## [WHAT NEEDS TO BE DONE]
Print every line of the listing exactly, please.

## [RECORDS SUPPLIED]
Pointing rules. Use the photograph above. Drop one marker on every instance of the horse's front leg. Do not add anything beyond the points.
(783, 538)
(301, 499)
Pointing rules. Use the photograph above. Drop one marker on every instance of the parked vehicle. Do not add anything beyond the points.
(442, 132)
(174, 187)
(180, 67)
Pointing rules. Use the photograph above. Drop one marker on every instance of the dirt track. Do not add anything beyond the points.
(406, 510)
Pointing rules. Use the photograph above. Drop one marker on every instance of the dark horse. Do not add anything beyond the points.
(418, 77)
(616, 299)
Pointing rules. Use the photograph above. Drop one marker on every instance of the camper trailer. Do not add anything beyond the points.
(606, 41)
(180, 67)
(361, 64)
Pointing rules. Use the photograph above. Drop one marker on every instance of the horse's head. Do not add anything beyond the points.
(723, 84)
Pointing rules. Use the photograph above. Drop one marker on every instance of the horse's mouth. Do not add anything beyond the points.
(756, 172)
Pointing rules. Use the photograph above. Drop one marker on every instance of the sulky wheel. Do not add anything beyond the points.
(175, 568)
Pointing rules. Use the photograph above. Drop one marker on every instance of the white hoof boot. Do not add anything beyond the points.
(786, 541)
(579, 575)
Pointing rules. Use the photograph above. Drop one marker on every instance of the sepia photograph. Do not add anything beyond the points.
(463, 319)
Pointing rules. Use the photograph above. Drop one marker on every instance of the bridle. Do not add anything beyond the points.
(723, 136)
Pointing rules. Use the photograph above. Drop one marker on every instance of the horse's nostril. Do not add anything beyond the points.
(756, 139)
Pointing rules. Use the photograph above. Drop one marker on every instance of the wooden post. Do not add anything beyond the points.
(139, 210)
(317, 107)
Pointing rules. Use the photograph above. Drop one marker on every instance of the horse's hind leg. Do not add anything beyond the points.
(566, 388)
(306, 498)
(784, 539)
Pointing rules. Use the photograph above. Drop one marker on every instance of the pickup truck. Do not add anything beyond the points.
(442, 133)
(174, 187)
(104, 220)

## [RESPONSE FOR THIS EXERCISE]
Pointing rules. Use the photograph above. Drop one marker on every instance of the horse's front leg. Do not add anything beyond the points.
(783, 538)
(301, 499)
Pointing rules. Use the photograph above. Drop one marker on every instance of the parked vehicle. Do not add anything beyond the points.
(442, 132)
(174, 187)
(180, 67)
Pointing rules. Use the photograph above. Drop one marker on every instance of the dirt track. Do not add anything beyond the points.
(406, 510)
Pointing rules. Use the photograph above. Drop one marker on every instance of the dark horse. Do not add anything beyond the points.
(418, 77)
(616, 299)
Pointing rules. Use the photograph above. Drop one marker on every instance of the camper trailer. Do not add anything beyond the points.
(606, 41)
(180, 67)
(361, 64)
Pointing rules. Use the photograph above. Drop one marker on every instance of the horse's head. Do not add anything beyond the points.
(723, 84)
Pointing rules. Use the photograph above. Drop one marker on every instance of the horse's mouth. Do not add anything beyond the points.
(756, 172)
Pointing rules. Use the photograph above. Drop one marker on every instance of the sulky wheel. Do not add anything beyond the points.
(175, 568)
Pointing rules. Use the photograph above. Drop one marker on every instance of the white hoof boot. Do not add anything beyond the points.
(786, 541)
(579, 575)
Pointing rules. Use the photograph above. Drop one marker on every instance of the sepia photograph. Do not add anything beyond the points.
(463, 319)
Pointing rules. Use the photograph above. Drop one marker on every instance of the bridle. Do not add anything beyond the points.
(723, 136)
Pointing rules. Use the photograph above. Drop one marker on every instance of the horse's nostril. Do not add anything beyond the points.
(756, 139)
Pointing rules. Use the photograph above. Drop one marker on every instance of the wooden post. Do not add anything beyond the points.
(139, 210)
(317, 107)
Pointing rules. Use the photograph above. Drop one marker on every instance of the horse's hind leg. Do not add anything beyond the points.
(566, 388)
(306, 498)
(784, 539)
Pointing rules. Use the photograph above. Drop one marker on every instance of the pickup truck. Do not add anything beyond the points.
(442, 133)
(174, 187)
(104, 220)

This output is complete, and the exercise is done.